Pull out the lines below and reproduce them word for word, with nothing changed.

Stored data
::::

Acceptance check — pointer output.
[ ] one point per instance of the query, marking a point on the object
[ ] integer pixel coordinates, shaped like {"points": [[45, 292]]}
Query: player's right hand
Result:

::::

> [EXPECTED ANSWER]
Acceptance check — pointer output.
[ ] one point per instance of the query, marking a point on the object
[ ] integer pixel coordinates, shaped like {"points": [[45, 292]]}
Query: player's right hand
Result:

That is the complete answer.